══ The data

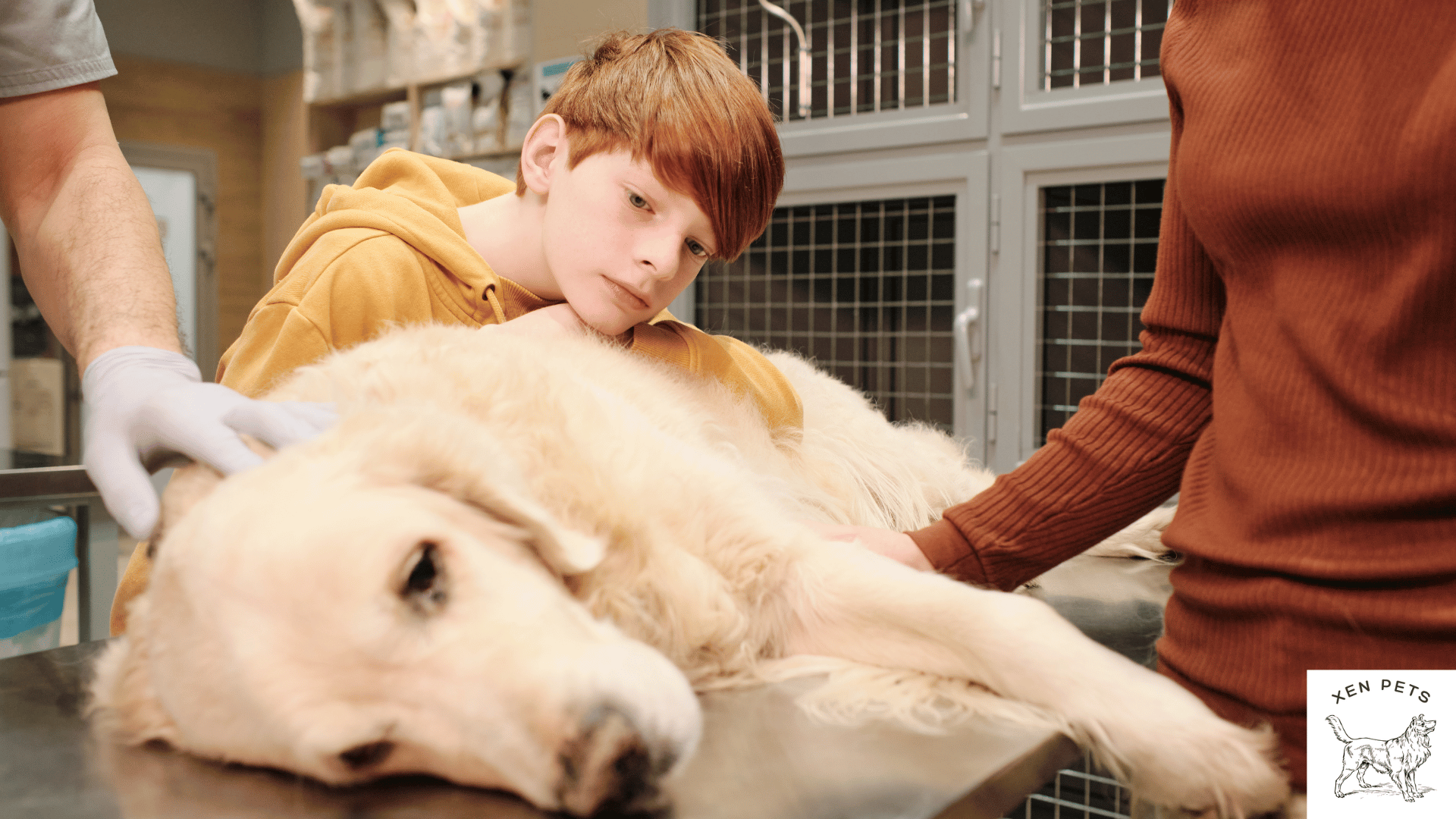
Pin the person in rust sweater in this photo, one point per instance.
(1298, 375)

════
══ The data

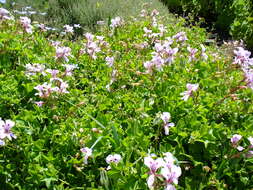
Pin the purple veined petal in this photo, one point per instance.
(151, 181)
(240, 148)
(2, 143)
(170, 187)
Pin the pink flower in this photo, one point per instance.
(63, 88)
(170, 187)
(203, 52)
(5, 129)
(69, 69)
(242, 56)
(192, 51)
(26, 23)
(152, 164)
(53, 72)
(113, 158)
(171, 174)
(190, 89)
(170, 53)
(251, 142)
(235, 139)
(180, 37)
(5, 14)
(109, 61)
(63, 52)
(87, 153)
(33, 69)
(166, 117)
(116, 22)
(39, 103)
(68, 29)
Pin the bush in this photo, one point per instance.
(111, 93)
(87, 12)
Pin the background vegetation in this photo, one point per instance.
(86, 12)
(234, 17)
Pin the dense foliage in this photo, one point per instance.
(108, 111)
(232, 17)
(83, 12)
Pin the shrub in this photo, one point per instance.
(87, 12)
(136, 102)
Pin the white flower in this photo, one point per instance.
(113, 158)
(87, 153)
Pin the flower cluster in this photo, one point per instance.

════
══ The data

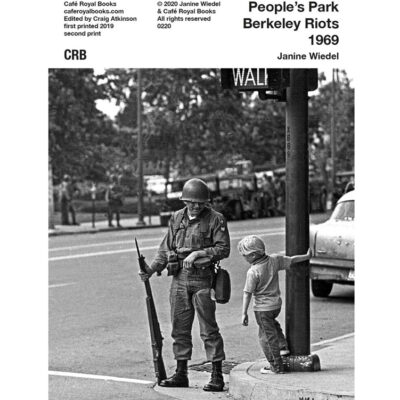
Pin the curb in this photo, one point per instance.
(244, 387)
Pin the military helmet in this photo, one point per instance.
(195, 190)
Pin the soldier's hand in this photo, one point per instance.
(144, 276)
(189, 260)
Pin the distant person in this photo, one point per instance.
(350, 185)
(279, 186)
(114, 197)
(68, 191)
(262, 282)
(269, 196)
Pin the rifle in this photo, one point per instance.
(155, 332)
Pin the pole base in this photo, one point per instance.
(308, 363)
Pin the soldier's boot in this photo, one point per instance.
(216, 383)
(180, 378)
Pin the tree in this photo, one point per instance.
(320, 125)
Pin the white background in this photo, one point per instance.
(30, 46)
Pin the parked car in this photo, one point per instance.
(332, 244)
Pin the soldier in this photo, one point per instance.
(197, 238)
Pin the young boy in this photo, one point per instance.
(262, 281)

════

-- What to produce --
Retype the data above exactly, from the line containing "Pin the person" through the line containing "(1298, 375)", both included.

-- Result of the exercise --
Pin the person in rust sweater in this photo, one point per instance.
(1298, 375)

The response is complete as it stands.